• **STATED TASK A**:
Count how many lines in the rows below contain the word "purple". Reply with the number only.

Several years ago, I wrote these short posts on observing International Holocaust Remembrance Day, which is observed today. As you will see, I have had some conflicted thoughts about how we as a Jewish community should think about it.
In 2015 I wrote:
When is the right day to memorialize the victims of the Shoah? The day Auschwitz was liberated? Yom Hashoah? Tisha B'Av? Asarah B'Tevet?
To me, it doesn't really matter. My relatives were killed in Krakow, in Plaszow, in Tarnow and across Polish Galicia during the Shoah. My brothers and sisters across the continent, killed every day of the year for more than five years. And over the dark ages of our persecution on the blood saturated streets and fields of Europe, Every place, every month. for over a thousand years.
So for me, every single day is Holocaust Remembrance Day, and every consideration of the Jewish present and the Jewish future is encumbered, like it or not, with that memory.
But if there is one thing that memory does for me, it is to draw out the stubborn, stiff necked, and even jubilant response.
MIR ZEYNEN DU! We are here! Every Jewish child, every hour of Torah learning, every Jewish camp, every Birthright trip, every Jewish song or celebration, every wonderful chuppah or brit or Bat Mitzvah is a resounding victory and a rebuke to not only the foul persecutors and murderers of the past, but also to the Jew haters of the present, as well as their enablers and their apologists.
So, while every day is a remembrance of the Shoah, every day is also a celebration of the victory over those who failed, yet again, to end us, and an opportunity to reinforce our commitment to Jewish values, Jewish continuity, Jewish ingenuity, Jewish innovation and Jewish strength.
זאָג ניט קיין מאָל, אַז דו גייסט דעם לעצטן וועג,
כאָטש הימלען בלײַענע פֿאַרשטעלן בלויע טעג.
קומען וועט נאָך אונדזער אויסגעבענקטע שעה –
ס׳וועט אַ פּויק טאָן אונדזער טראָט: מיר זײַנען דאָ!
Never say this is the final road for you,
Though leaden skies may cover over days of blue.
As the hour that we longed for is so near,
Our step beats out the message: we are here!
And in 2016 I wrote this, somewhat more stark, message.
“It’s not my Holocaust Memorial Day, dear world, it's yours. Mine is every day; or, at least, on a day chosen religiously, like Tisha B'av, or nationally, like Yom Hashoah. Chosen. By Us. And we will draw the necessary conclusions from our national experience, from our history. No. Today is about YOU. Europe, the UN, the US, Canada, it's about what YOU learn from our horrific experience and loss. Or, as it seems more apt, it's about what you haven't yet learned, what you quickly forget, and what you are prepared to countenance among others with murderous and hateful agendas. I hope that some of you will pardon our low expectations. Scholars of the ten commandments will know that the corollary of Zachor - remembrance, is Shamor - guard and observe.We will always remember, and never drop our guard.”

• **DATASET ROWS**:

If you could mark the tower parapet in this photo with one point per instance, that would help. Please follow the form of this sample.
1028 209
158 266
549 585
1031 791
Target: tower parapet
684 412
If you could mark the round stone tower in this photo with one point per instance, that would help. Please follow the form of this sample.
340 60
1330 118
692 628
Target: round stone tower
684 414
...
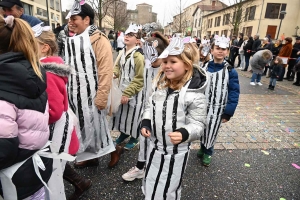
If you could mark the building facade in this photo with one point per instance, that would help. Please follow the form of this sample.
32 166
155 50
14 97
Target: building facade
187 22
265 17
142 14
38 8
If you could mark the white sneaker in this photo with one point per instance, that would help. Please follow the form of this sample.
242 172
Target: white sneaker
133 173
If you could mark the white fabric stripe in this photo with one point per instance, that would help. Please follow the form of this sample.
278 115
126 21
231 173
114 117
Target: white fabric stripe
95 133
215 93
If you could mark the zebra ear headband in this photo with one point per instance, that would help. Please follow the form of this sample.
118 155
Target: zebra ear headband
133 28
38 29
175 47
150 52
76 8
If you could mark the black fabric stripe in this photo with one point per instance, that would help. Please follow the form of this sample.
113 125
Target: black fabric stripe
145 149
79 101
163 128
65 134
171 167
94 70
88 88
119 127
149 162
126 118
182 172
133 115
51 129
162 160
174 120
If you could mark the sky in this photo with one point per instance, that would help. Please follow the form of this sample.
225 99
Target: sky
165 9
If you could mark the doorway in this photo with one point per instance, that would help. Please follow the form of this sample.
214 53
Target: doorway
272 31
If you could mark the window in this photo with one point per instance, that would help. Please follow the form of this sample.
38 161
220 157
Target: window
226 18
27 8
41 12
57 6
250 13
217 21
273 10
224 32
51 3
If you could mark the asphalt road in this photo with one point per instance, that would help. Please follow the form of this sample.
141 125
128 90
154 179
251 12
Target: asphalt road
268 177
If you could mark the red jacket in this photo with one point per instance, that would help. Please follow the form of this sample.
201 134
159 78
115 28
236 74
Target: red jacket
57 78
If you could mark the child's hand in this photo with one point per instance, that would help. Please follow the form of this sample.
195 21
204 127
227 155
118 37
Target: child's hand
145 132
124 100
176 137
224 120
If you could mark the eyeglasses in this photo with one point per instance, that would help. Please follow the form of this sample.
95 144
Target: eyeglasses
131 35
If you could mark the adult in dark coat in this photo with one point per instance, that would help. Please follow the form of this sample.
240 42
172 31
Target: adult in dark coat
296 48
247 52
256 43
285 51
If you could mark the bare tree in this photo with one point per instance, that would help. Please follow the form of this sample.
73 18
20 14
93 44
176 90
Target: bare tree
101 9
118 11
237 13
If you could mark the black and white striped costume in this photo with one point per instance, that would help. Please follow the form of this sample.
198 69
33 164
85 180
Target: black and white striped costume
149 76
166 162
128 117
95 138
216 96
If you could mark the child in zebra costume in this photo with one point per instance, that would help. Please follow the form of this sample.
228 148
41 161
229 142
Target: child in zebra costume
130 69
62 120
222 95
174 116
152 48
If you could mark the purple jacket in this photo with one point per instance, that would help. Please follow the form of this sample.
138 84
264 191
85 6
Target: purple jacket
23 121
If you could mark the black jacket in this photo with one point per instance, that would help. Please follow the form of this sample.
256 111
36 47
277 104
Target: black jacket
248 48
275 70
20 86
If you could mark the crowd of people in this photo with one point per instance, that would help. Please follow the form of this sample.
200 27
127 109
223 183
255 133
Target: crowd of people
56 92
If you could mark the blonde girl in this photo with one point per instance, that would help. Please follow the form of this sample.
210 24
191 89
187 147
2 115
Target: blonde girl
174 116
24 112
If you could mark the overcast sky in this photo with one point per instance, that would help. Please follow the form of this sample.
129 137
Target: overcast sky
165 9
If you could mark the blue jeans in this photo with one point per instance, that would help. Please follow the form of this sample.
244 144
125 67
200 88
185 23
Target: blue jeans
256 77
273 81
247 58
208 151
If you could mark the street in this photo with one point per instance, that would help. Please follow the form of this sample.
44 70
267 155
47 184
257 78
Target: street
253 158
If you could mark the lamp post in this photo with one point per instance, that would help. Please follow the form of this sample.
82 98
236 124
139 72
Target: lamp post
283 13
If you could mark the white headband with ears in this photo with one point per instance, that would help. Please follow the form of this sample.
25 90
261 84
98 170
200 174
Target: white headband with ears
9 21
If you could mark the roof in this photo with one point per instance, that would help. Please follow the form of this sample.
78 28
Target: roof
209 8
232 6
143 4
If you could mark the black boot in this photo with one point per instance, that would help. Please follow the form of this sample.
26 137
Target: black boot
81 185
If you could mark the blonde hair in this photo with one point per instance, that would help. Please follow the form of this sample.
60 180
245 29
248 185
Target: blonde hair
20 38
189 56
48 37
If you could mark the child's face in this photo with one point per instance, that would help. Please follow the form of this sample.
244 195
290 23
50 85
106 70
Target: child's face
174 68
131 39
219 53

• **STATED TASK B**:
According to the Holocaust remembrance post, what is the corollary of Zachor?

• **EXERCISE OUTPUT A**:
2

• **EXERCISE OUTPUT B**:
Shamor, which means to guard and observe.